___ Material provided ___
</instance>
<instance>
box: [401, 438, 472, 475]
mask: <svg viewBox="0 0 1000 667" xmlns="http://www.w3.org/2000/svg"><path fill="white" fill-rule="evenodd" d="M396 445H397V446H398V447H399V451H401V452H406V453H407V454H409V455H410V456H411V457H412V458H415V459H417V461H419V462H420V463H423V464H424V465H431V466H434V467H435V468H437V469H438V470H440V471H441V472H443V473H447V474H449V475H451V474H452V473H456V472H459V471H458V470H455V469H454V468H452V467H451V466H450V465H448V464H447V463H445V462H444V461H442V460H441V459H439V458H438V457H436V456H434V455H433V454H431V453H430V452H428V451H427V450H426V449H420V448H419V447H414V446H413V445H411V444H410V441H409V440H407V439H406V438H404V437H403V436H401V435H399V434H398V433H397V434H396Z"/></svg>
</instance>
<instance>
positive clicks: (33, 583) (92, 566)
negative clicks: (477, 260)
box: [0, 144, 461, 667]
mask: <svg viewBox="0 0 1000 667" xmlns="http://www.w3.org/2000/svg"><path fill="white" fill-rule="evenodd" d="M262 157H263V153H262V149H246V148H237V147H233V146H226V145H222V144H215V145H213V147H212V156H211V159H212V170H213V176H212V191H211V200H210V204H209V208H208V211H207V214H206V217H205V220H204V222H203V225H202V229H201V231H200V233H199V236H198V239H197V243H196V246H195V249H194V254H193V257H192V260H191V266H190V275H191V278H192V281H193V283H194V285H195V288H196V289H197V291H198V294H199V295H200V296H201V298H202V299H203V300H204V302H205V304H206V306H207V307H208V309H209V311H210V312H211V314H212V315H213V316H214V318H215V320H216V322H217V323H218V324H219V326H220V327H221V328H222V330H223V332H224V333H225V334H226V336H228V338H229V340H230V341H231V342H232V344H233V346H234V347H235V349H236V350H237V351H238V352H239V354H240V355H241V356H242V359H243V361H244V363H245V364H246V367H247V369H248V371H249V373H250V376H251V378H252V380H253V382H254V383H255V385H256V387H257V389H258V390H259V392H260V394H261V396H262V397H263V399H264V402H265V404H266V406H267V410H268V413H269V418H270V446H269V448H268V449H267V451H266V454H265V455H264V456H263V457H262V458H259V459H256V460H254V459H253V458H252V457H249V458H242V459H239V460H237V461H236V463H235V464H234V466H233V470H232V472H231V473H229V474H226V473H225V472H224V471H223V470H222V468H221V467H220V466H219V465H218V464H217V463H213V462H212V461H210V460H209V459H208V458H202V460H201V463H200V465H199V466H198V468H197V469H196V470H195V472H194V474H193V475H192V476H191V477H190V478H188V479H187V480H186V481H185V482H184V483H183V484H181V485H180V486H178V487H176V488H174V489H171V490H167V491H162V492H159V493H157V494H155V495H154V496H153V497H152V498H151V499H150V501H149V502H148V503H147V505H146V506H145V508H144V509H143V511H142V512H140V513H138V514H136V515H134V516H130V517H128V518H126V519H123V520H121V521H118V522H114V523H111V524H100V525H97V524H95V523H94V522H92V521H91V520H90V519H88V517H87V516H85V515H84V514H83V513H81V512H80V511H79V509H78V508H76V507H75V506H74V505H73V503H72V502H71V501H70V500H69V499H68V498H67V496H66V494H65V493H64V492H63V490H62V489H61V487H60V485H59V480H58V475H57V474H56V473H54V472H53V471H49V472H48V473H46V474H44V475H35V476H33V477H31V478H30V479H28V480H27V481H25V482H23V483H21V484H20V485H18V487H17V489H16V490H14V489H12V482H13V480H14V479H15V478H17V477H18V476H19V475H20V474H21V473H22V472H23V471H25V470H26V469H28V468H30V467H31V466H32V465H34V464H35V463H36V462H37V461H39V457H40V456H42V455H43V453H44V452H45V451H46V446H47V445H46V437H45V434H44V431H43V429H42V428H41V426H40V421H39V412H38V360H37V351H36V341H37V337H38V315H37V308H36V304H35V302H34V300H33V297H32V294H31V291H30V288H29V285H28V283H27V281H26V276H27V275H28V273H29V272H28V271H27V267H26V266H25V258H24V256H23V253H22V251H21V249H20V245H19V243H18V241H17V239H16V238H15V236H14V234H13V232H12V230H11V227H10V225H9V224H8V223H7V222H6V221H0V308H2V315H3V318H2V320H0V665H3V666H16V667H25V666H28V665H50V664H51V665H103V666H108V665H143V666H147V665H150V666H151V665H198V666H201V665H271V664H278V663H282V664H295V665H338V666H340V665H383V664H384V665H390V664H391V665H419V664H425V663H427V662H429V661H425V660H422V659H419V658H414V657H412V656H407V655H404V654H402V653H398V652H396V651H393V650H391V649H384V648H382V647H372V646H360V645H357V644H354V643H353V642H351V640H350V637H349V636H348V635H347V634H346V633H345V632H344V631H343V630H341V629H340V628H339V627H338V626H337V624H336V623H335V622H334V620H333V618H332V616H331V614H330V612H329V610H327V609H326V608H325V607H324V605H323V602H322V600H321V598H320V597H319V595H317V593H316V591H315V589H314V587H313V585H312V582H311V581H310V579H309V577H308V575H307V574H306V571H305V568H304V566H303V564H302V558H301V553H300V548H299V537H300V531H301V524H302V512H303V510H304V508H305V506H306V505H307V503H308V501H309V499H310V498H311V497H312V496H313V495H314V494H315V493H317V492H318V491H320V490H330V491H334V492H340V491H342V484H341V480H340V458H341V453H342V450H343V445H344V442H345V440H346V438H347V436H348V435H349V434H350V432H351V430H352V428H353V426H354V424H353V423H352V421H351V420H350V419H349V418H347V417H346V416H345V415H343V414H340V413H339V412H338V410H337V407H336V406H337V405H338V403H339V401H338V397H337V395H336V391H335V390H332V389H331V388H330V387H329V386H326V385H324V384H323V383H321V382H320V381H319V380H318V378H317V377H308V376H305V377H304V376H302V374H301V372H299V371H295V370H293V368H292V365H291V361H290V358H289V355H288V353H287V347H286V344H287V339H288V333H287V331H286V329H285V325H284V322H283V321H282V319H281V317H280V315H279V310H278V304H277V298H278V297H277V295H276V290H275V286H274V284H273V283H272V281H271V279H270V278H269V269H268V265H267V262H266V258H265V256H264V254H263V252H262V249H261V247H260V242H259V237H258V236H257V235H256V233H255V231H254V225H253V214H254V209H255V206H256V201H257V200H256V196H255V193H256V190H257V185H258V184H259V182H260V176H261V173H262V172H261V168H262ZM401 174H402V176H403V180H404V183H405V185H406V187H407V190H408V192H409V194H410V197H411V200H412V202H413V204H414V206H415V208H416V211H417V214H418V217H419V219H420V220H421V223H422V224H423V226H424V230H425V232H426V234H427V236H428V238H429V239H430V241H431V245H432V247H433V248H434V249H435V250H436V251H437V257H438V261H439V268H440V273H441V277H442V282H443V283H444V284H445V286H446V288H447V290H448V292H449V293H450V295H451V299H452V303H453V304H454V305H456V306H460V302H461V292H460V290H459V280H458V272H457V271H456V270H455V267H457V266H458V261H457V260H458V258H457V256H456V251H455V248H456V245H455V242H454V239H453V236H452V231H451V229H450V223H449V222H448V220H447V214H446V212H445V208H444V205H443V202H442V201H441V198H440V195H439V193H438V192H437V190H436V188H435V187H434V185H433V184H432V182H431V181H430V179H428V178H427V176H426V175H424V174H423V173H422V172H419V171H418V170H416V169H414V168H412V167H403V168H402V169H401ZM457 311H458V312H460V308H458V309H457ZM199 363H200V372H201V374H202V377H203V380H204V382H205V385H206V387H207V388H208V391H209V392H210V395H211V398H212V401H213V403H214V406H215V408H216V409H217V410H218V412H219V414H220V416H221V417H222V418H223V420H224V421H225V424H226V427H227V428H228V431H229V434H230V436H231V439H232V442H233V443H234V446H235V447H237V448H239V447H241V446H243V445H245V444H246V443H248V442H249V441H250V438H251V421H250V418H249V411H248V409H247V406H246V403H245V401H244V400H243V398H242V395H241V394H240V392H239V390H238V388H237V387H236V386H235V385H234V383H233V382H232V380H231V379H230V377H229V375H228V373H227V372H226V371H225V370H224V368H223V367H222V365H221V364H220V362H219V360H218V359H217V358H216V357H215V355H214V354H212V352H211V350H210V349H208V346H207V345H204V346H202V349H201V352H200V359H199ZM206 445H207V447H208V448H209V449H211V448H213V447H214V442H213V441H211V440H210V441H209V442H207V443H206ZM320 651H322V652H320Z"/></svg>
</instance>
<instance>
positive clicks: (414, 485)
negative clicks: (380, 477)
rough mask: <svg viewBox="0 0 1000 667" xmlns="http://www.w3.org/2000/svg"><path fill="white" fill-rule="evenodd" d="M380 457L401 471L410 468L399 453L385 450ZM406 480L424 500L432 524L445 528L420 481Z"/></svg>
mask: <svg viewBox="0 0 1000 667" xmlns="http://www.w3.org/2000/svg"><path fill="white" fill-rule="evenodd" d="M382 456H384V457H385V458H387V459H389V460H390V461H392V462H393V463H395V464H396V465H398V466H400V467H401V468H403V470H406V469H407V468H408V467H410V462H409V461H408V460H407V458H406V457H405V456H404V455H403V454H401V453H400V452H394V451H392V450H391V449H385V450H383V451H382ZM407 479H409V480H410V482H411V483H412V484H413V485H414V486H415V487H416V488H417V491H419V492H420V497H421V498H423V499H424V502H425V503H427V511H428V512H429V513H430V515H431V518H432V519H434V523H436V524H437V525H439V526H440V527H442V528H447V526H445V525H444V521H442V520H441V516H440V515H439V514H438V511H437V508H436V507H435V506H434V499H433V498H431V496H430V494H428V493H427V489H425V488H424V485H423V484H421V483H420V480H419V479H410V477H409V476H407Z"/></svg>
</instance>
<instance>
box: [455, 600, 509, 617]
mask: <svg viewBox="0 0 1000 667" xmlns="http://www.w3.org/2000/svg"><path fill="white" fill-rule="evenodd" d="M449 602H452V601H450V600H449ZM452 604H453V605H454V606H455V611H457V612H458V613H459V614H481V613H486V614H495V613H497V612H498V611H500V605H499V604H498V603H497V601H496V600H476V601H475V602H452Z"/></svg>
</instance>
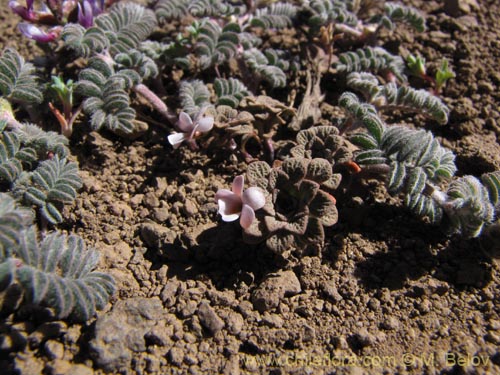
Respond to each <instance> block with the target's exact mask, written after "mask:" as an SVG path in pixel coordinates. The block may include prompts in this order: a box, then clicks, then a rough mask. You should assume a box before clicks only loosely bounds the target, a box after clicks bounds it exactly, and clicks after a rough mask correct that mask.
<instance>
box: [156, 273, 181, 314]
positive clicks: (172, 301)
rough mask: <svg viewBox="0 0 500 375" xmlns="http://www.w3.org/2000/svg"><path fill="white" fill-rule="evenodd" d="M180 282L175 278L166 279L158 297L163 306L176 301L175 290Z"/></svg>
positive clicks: (176, 289) (175, 290)
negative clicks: (175, 278)
mask: <svg viewBox="0 0 500 375" xmlns="http://www.w3.org/2000/svg"><path fill="white" fill-rule="evenodd" d="M180 285H181V282H180V281H179V280H177V279H170V280H168V281H167V283H166V284H165V286H164V287H163V290H162V291H161V293H160V299H161V300H162V302H163V304H164V305H165V307H172V306H174V305H175V303H176V302H177V298H176V295H177V290H178V289H179V286H180Z"/></svg>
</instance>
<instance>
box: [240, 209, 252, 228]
mask: <svg viewBox="0 0 500 375" xmlns="http://www.w3.org/2000/svg"><path fill="white" fill-rule="evenodd" d="M254 219H255V212H254V210H253V209H252V207H250V206H249V205H248V204H244V205H243V208H242V209H241V218H240V225H241V227H242V228H243V229H247V228H248V227H249V226H250V225H252V222H253V221H254Z"/></svg>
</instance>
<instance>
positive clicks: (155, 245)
mask: <svg viewBox="0 0 500 375" xmlns="http://www.w3.org/2000/svg"><path fill="white" fill-rule="evenodd" d="M176 237H177V234H176V233H175V232H174V231H172V230H170V229H169V228H167V227H164V226H162V225H160V224H156V223H153V222H146V223H144V224H143V225H142V226H141V238H142V239H143V240H144V242H146V244H147V245H148V246H150V247H152V248H156V249H158V250H159V249H160V248H162V247H163V245H165V244H172V243H173V242H174V240H175V238H176Z"/></svg>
___
:: What you have to do ::
Reproduce only this range: the first line of the data above through the line with "negative clicks: (477, 260)", both included, exactly as written.

:: Answer to the problem ::
</instance>
<instance>
box: [401, 438, 472, 475]
mask: <svg viewBox="0 0 1000 667" xmlns="http://www.w3.org/2000/svg"><path fill="white" fill-rule="evenodd" d="M396 445H397V446H398V447H399V451H401V452H406V453H407V454H409V455H410V456H411V457H412V458H415V459H417V461H419V462H420V463H423V464H424V465H431V466H434V467H435V468H437V469H438V470H440V471H441V472H443V473H447V474H449V475H451V474H452V473H456V472H459V471H458V470H455V469H454V468H452V467H451V466H450V465H448V464H447V463H445V462H444V461H442V460H441V459H439V458H438V457H436V456H434V455H433V454H431V453H430V452H428V451H427V450H426V449H420V448H419V447H414V446H413V445H411V444H410V441H409V440H407V439H406V438H404V437H403V436H401V435H399V434H398V433H397V434H396Z"/></svg>
</instance>
<instance>
positive clicks: (33, 583) (92, 566)
negative clicks: (477, 260)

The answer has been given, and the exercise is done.